A consideração desses princípios de desenvolvimentos mundializadores nessa esfera do globo surge como condição necessária para a fundamentação histórica adequada dos caminhos que levaram à atual globalização, da qual Singapura é um de seus principais exemplos.


A atenção dirigida às bases de processos históricos serve, assim, à análise aprofundada de processos em vigência na atualidade.


Devido às circunstâncias históricas da conquista de Goa e Málaca, o estudo desses fundamentos de processos históricos é privilegiadamente da alçada daqueles que se dedicadam a complexos temáticos relacionados com Portugal e com as culturas resultantes das ações lusas à era dos Descobrimentos. Pertence, assim, à história do Brasil nos seus primórdios, que havia sido descoberto apenas uma década antes daquelas conquistas.


A consideração das ações portuguesas na Índia e no Sudeste Asiático permite que se enquadre mais adequadamente o início da história do Brasil em contexto global dos objetivos, das aspirações, dos motivos, das estrategias e do modo de procedimento dos portugueses.


A história da ação portuguesa no Sudeste Asiático, já tratada sob diversos aspectos e que conta com considerável bibliografia, possibilita ainda novas aproximações.


As relações entre os europeus e essa região apresenta radicais modificações no decorrer dos séculos, mudanças essas vinculadas a transformações políticas internas e de poderio econômico na Europa nos seus elos com o comércio marítimo mundial.


O complexo desenvolvimento histórico da região nas suas relações com os europeus tem sido considerado sobretudo a partir da perspectiva dos países europeus envolvidos. Assim, autores portugueses ou dedicados a estudos lusológicos dirigem a sua atenção sobretudo ao século XVI e utilizam-se principalmente de fontes históricas portuguesas. Holandeses, a partir de outros critérios, salientam a época de sua ação no século XVII e observam o desenvolvimento retroativamente com base na sua presença mais duradoura na Indonésia. Similarmente, autores inglêses dirigem a sua atenção a seus sucessos coloniais, sobretudo àqueles de Thomas Stamford Raffles (1781-1826) na fundação de Singapura e no extraordinário desenvolvimento de seus assentamentos no Estreito.


Perspectivas não-européias dos desenvolvimentos apenas aos poucos passam a ser consideradas. Elas dizem respeito não apenas a memórias dos vários grupos de imigrantes não-malaios do século XIX que passaram a constituir grande parte da população multiétnica e multicultural da região, mas sim, também, à de malaios, que podem basear-se numa continuidade histórica, apesar das múltiplas transformações.



Local de reflexões: Malay Heritage Centre na zona árabe de Singapura


Como principal local para reflexões contextualizadas. escolheu-se o palácio do sultão malaio, em Singapura, símbolo da continuidade histórica malaia e hoje um dos principais centros de estudos da cultura malaia (Malay Heritage Centre), parte da área de conservação patrimonial do Kampong Glam.

* * * * * * *

> Objetivo 1
Responda, com base no texto sobre a presença portuguesa no Sudeste Asiático:
(a) Quanto tempo antes das conquistas de Goa e Málaca o Brasil havia sido descoberto?
(b) A que século os autores portugueses ou dedicados a estudos lusológicos dirigem sobretudo a sua atenção?
(c) Que local foi escolhido como principal local para reflexões contextualizadas?
> Objetivo 2
Estenda o texto sobre a presença portuguesa no Sudeste Asiático com um parágrafo que siga a sua última frase.
Os registros são um material à parte, sem relação com o texto.

* * * * * * *

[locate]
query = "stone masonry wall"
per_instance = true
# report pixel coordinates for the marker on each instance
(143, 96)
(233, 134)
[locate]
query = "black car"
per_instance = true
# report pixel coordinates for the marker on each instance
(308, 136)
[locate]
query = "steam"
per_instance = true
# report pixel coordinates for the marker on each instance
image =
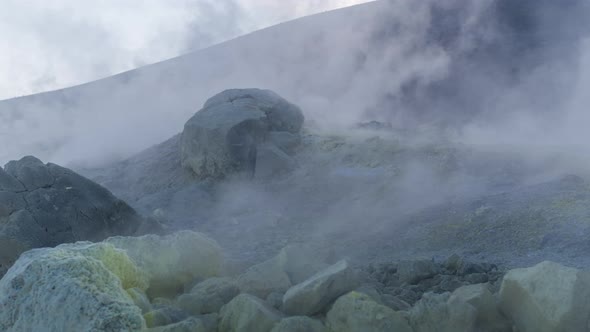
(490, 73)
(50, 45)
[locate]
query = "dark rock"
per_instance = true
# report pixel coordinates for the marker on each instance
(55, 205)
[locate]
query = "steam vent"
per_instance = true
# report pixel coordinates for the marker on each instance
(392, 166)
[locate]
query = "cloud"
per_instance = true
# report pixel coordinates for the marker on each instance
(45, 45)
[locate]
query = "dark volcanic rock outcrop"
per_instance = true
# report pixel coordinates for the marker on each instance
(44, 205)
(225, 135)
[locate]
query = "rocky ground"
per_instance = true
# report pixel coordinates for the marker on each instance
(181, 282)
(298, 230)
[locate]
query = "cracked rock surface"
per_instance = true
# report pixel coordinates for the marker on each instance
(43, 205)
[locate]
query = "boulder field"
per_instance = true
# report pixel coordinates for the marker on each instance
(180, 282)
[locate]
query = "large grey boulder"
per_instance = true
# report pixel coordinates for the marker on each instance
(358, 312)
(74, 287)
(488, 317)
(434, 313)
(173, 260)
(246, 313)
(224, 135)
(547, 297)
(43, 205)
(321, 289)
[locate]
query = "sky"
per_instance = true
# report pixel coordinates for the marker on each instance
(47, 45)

* * * * * * *

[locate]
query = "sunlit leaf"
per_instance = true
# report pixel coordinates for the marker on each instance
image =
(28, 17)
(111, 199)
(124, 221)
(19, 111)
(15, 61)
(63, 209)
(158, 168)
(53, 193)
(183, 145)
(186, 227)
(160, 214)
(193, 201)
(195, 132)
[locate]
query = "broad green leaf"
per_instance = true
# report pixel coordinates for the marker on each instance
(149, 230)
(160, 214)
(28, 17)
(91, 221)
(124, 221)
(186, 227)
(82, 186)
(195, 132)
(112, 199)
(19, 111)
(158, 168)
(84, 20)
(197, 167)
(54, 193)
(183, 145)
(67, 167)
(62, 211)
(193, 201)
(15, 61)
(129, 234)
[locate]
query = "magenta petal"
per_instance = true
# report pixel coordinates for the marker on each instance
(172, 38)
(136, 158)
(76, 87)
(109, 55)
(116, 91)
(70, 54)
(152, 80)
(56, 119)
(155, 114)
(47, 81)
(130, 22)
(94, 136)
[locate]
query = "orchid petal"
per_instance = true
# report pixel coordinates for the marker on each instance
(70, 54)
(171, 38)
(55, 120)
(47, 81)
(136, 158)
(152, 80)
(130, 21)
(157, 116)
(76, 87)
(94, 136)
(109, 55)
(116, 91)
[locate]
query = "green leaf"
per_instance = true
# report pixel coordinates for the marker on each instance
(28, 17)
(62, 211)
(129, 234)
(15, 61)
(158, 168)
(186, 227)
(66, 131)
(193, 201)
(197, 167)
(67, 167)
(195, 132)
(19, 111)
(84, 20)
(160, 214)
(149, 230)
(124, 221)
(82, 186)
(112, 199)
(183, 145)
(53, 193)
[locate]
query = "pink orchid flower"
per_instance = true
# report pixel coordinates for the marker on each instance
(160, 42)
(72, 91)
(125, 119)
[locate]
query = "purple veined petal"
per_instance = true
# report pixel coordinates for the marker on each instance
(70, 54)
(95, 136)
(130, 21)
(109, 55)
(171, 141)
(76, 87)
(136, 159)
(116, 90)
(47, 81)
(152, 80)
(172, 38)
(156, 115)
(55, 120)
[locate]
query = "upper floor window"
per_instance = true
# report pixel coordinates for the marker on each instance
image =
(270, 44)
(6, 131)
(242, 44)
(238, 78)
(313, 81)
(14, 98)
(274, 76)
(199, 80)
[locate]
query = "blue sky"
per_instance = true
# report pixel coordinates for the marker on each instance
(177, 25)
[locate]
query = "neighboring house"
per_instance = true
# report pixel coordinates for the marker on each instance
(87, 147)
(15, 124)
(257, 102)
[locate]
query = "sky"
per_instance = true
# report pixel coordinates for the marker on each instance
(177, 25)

* * * * * * *

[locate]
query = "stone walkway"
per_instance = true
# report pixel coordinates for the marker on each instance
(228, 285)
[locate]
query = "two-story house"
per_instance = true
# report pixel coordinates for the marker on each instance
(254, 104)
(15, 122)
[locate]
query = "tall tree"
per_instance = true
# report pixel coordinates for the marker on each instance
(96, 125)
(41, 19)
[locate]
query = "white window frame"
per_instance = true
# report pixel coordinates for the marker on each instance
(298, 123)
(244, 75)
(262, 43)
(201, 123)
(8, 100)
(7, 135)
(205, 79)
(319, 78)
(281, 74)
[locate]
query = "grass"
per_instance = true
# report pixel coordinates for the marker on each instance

* * * * * * *

> Resposta escrita 1
(a) Apenas uma década antes.
(b) Ao século XVI.
(c) O palácio do sultão malaio, em Singapura (Malay Heritage Centre). Ele faz parte da área de conservação patrimonial do Kampong Glam.

> Resposta escrita 2
Trata-se de um museu com com instalações tecnicamente avançadas e que apresenta, em exposições organizadas segundo critérios científicos e estéticos refletidos, de extraordinária qualidade visual, objetos das várias épocas da história malaia, devidamente contextualizados, salientando expressões, tendências e questões do presente.


O centro se situa no bairro conotado como árabe - ou muçulmano - de Singapura. Situado entre a Rochor Road, Victoria Street e Jalan Sultan, é denominado segundo a sua principal rua, a Arab Street.


Essa zona de Singapura oferece possibilidades ideais para estudos diferenciados sobre o „Orientalism“ e sobre a unidade e diversidade do mundo islâmico. Para além da unidade fundamentada no Islão, a diversidade cultural dos muçulmanos ali residentes e que ali trabalham manifesta-se da forma mais evidente no comércio de tecidos e artesanato em tecelagem e cestarias, de perfumes, jóias, estampados e sêdas das mais diversas proveniências, entre elas da Indonésia, da Índia e da China.


As características do bairro árabe de Singapura despertam a atenção para o fato de ser essa parte da cidade, de feições percebidas como tão característicamente „orientais“. resultado de um processo colonial do século XIX, marcado sobretudo por imigrações.



Museu malaio no palácio do sultão de Kampong Glam


O palácio no qual está abrigado o museu malaio dirige a atenção às circunstâncias singulares que possibilitaram a fixação dos inglêses em Singapura e a vinda de representantes da realeza malaia à região.


O início da história de Singapura no século XIX foi marcado por tratos diplomáticos, conduzidos à luz de interesses comerciais entre a Companhia Britânica da Índia Oriental - British East India Company - e as autoridades malaias muçulmanas responsáveis pela região: Abdul Rahman, o Tamengoggong, responsável pela segurança, e o príncipe Hussein Mohamed Sha Ibni Sultan Mahmud Shah, então residente nas ilhas Riau.


Esses tratos possibilitaram a obtenção do direito, pelos inglêses, de abertura de um posto comercial. Em contrapartida, a Companhia Britânica da Índia Oriental usou de sua influência para a elevação de Hussein a sultão de Johor. Com o rápido crescimento da população e o incremento do poder comercial da localidade, a Côrte transferiu-se para Singapura. Esse sultão cedeu, em 1824, Singapura à British East India Company.


Com o direito alcançado, Thomas Stamford Raffles (1781-1826) (Veja http://www.revista.brasil-europa.eu/127/Stamford-Raffles.html) reservou, no seu plano urbano para Singapura, em 1822, a região de Kampong Glam aos malaios, árabes e bugis. Em 1823, previu-se para o sultão a área do atual palácio, situada entre o rio Rochore e o mar. O Sultan Gate e o seu Istana tornaram-se sede da realeza malaia em Singapura.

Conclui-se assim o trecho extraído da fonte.